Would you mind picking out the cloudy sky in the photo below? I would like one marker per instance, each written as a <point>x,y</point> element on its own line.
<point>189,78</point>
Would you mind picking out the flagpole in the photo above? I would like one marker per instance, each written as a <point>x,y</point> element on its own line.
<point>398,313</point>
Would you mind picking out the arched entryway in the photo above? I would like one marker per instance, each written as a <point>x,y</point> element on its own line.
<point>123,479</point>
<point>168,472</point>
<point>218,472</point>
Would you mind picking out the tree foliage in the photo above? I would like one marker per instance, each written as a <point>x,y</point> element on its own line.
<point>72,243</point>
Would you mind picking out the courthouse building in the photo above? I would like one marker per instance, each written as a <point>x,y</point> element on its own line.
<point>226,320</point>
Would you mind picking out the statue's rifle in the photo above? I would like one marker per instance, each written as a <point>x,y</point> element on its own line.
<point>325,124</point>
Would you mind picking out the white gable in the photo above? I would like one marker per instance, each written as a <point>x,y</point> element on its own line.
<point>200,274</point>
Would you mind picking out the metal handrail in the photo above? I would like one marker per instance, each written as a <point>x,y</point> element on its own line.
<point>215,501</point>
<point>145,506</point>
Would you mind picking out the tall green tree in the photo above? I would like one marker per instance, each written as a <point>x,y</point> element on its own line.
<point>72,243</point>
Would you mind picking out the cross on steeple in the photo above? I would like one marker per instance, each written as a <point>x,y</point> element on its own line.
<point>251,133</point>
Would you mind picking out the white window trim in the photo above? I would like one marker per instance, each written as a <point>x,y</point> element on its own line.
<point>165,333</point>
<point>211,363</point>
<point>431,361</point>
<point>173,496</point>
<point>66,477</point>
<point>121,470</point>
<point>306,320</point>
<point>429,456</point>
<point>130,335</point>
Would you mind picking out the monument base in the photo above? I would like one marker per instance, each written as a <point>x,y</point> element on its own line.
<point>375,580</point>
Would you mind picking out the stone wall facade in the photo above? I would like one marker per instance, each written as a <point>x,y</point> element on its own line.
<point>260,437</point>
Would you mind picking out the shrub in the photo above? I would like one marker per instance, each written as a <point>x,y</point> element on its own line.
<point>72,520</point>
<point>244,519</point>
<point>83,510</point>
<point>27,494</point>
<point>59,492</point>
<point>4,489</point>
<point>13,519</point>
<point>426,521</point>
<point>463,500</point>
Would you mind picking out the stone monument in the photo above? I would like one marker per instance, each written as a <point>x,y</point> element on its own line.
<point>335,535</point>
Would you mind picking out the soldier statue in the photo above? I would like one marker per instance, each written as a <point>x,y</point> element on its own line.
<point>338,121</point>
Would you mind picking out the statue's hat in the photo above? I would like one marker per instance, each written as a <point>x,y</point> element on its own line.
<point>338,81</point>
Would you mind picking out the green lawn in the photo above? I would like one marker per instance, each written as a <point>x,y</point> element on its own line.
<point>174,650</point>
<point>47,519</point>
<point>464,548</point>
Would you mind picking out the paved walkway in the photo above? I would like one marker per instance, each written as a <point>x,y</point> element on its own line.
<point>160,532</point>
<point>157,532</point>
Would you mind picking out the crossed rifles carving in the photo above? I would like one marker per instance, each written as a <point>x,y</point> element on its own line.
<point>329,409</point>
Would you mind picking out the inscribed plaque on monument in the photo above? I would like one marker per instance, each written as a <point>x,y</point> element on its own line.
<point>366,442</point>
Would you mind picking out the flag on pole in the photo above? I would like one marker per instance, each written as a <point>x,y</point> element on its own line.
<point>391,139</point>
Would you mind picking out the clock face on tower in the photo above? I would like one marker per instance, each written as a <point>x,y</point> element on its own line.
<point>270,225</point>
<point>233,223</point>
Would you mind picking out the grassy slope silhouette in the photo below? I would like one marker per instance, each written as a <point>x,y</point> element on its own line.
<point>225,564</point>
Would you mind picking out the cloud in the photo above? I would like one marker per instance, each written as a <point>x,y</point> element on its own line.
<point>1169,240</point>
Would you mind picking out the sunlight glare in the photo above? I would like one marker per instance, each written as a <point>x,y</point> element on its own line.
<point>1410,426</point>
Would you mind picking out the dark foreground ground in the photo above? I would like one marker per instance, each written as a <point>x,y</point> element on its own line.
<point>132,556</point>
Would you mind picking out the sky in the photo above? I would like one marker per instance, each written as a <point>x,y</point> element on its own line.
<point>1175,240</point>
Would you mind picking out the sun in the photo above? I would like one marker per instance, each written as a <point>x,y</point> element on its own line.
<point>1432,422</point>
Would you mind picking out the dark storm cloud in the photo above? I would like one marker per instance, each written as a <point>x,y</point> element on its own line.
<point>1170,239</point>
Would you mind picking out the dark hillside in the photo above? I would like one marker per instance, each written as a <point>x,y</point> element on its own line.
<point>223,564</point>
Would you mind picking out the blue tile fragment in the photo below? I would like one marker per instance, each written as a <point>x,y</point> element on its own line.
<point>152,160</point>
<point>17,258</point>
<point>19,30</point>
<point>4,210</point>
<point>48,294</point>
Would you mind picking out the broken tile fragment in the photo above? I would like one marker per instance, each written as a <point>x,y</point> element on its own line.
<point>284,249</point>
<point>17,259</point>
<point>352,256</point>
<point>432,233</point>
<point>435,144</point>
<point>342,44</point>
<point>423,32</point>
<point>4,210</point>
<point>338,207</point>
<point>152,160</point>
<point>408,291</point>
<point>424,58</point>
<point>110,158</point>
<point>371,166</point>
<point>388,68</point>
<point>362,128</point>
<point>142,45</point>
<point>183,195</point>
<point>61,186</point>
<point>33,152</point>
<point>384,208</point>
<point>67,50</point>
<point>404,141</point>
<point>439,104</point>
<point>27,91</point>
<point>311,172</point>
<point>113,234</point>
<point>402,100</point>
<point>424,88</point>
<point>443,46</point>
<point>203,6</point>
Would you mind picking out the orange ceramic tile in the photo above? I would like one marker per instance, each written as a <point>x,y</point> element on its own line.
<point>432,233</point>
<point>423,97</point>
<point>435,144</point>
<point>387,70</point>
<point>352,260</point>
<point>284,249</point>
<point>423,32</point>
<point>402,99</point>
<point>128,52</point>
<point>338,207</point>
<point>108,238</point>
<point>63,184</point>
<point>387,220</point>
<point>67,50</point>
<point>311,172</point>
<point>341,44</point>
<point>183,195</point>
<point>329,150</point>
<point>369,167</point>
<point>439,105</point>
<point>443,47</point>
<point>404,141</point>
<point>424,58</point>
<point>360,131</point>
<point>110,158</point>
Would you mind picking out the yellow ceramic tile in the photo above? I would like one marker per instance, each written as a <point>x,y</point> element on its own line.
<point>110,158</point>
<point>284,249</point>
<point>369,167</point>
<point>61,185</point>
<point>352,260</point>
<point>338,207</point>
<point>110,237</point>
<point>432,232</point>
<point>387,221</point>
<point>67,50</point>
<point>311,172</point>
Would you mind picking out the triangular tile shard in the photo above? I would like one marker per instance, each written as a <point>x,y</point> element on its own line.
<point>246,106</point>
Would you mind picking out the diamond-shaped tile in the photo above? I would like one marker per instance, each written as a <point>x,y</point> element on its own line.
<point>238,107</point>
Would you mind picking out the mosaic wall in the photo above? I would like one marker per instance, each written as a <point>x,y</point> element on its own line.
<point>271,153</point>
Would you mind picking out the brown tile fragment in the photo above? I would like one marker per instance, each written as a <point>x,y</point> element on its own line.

WHAT YOU SHOULD DO: Return all of the data exactly as it reads.

ANSWER IN FULL:
Would you mind picking out the cloudy sky in the photo below? I would like one marker per instance, each written as a <point>x,y</point> element on its own line.
<point>189,78</point>
Would you mind picking out the flagpole in the photo above? I would like one marker per instance, each written as a <point>x,y</point> element on its own line.
<point>398,313</point>
Would you mind picking out the arched entryway in the photo above? I would like one marker per instance, each written as a <point>x,y</point> element on its own line.
<point>123,479</point>
<point>168,472</point>
<point>218,472</point>
Would you mind picking out the tree foliage in the photo above? I would like one marker per instance, each written as a <point>x,y</point> element on its own line.
<point>72,243</point>
Would you mind picking out the courthouse building in the photo above? I would like one marker per instance, each written as a <point>x,y</point> element on its own line.
<point>226,320</point>
Would you mind picking out the statue's rifle in the photo above? I would like one marker per instance, each written as a <point>x,y</point> element on its own line.
<point>325,124</point>
Would you mind picking out the white gable in the photo above? I would like one marker per instance, each written as a <point>x,y</point> element on its own line.
<point>200,274</point>
Would you mind picking out the metal handrail in the photo above? I would like one marker per instance, each written as a <point>x,y</point> element on its own line.
<point>215,501</point>
<point>145,506</point>
Would you mind picking out the tall green tree in the photo above? I would like one marker per instance, each written as a <point>x,y</point> element on its own line.
<point>72,243</point>
Would you mind picking out the cross on steeple in the photo above? I would like one marker per instance, each written as a <point>x,y</point> element on its own line.
<point>251,133</point>
Would you mind picking out the white window trim in the photo above? I would like one marker per instance, each written as a <point>x,y</point> element on its own line.
<point>165,333</point>
<point>211,363</point>
<point>431,361</point>
<point>173,496</point>
<point>66,477</point>
<point>121,470</point>
<point>306,320</point>
<point>429,456</point>
<point>130,335</point>
Would you mind picking out the monument base in the photo above? I would like one marker per instance, each written as a <point>x,y</point> element on its own line.
<point>375,580</point>
Would you mind picking out the stone wall facade in the photo above? I would like one marker per instance, each written as a <point>x,y</point> element on its own line.
<point>260,437</point>
Would you mind picking out the shrub in the photo above? I would like one marker per instance, each written as a <point>x,y</point> element on its own line.
<point>72,520</point>
<point>244,519</point>
<point>83,510</point>
<point>27,494</point>
<point>59,492</point>
<point>4,489</point>
<point>13,519</point>
<point>426,521</point>
<point>463,500</point>
Would you mind picking out the stone monument in the photo above? I would like one marker per instance, each written as a <point>x,y</point> element on its own line.
<point>335,535</point>
Would you mind picking out the soldier statue in the photo above? I would like one marker per instance, each written as a <point>x,y</point> element on its own line.
<point>338,121</point>
Would you mind picking out the statue's hat in the photo above? I would like one marker per instance, each written as a <point>x,y</point> element on its own line.
<point>338,81</point>
Would you mind picking out the green lawn in the photo above? I would like one marker per instance, each written as a <point>x,y</point> element on its own line.
<point>174,650</point>
<point>47,519</point>
<point>464,548</point>
Would you mind picking out the paved walkway in the photo above? I would like one marker per instance, each written as a <point>x,y</point> element on its own line.
<point>160,532</point>
<point>157,532</point>
Would you mind picking out the crossed rifles carving in the photo above? I would like one marker per instance, each written as a <point>x,y</point> element on its own line.
<point>329,409</point>
Would you mind picking out the inscribed plaque on monument in the photo above? I would like one marker per instance, each written as a <point>x,y</point> element on its own line.
<point>366,442</point>
Would you mind picking out the flag on pole in the photo above? I would like one marker per instance, each written as a <point>x,y</point> element on its own line.
<point>391,139</point>
Would you mind picking out the clock face on tower in the photo above? I would like one marker per instance, each written as a <point>x,y</point> element on its own line.
<point>270,225</point>
<point>233,223</point>
Would you mind picking out the grassy slope silhouette in the photo below? I would like one marker per instance, each written as a <point>x,y</point> element on its own line.
<point>225,564</point>
Would you mind picking out the cloud in the photo above? I would like one marker per instance, each written as a <point>x,y</point> element on its own line.
<point>1169,240</point>
Would you mind picking out the sunlight glare in the photo above? I would like one marker per instance, each written as a <point>x,y</point> element on its own line.
<point>1410,426</point>
Would you mind picking out the dark foreground ground in the photo above? I would like one marker per instance, each written as a <point>x,y</point> element on its own line.
<point>132,556</point>
Would you mind picking out the sky in the photo above? I would like one marker per instance, each written as a <point>x,y</point> element on its own line.
<point>1175,240</point>
Would you mind picking out the sun in the photo above? I would like one marker per instance, each written as a <point>x,y</point> element on its own line.
<point>1432,422</point>
Would you mind picking out the dark storm cloud in the photo above? I would like one marker per instance, each written as a <point>x,y</point> element on its own line.
<point>1170,239</point>
Would you mind picking out the dark hillside in the photo above? I would like one marker per instance, each written as a <point>x,y</point> element on its own line.
<point>223,564</point>
Would you mind picking out the blue tile fragment in the photo below? I would like one marker per instance, each written as a <point>x,y</point> element on its own line.
<point>152,160</point>
<point>17,258</point>
<point>19,30</point>
<point>4,210</point>
<point>48,294</point>
Would you mind picking out the broken tile fragment in the photo above? I would like one marker per instance, each written as a <point>x,y</point> element on its own line.
<point>284,249</point>
<point>17,259</point>
<point>352,256</point>
<point>432,233</point>
<point>435,144</point>
<point>342,44</point>
<point>423,32</point>
<point>4,210</point>
<point>338,207</point>
<point>152,160</point>
<point>408,291</point>
<point>424,58</point>
<point>110,158</point>
<point>371,166</point>
<point>388,68</point>
<point>362,128</point>
<point>142,45</point>
<point>183,195</point>
<point>61,186</point>
<point>33,152</point>
<point>384,208</point>
<point>67,50</point>
<point>404,141</point>
<point>439,104</point>
<point>27,91</point>
<point>311,172</point>
<point>113,234</point>
<point>402,100</point>
<point>424,88</point>
<point>443,46</point>
<point>203,6</point>
Would you mind picking out the orange ceramic tile in the photo above? I would like one marker per instance, each written as a <point>x,y</point> element on its own line.
<point>432,233</point>
<point>423,97</point>
<point>435,144</point>
<point>387,70</point>
<point>352,260</point>
<point>284,249</point>
<point>423,32</point>
<point>402,99</point>
<point>128,52</point>
<point>338,207</point>
<point>108,238</point>
<point>63,184</point>
<point>387,220</point>
<point>67,50</point>
<point>311,172</point>
<point>341,44</point>
<point>183,195</point>
<point>329,150</point>
<point>369,167</point>
<point>439,105</point>
<point>443,47</point>
<point>404,141</point>
<point>424,58</point>
<point>360,131</point>
<point>110,158</point>
Would you mind picking out the yellow ceramic tile in the photo above? I would like one marker per instance, each written as a <point>x,y</point> element on its own line.
<point>110,158</point>
<point>284,249</point>
<point>369,167</point>
<point>61,185</point>
<point>352,260</point>
<point>338,207</point>
<point>110,237</point>
<point>432,232</point>
<point>387,221</point>
<point>67,50</point>
<point>311,172</point>
Would you mind picking out the triangular tile shard in the photo above? I would like one marker per instance, each written as a <point>x,y</point> element on its own line.
<point>246,106</point>
Would you mind picking out the diamond-shaped tile in the photo above? I would like one marker per instance, each written as a <point>x,y</point> element on its own line.
<point>238,107</point>
Would you mind picking out the mosaic wall in the photo above? I would like one marker per instance, each written as a <point>x,y</point> element on its own line.
<point>271,153</point>
Would you mind picking out the brown tile fragment in the photo above? I would like one marker per instance, each written as a <point>x,y</point> element on its own line.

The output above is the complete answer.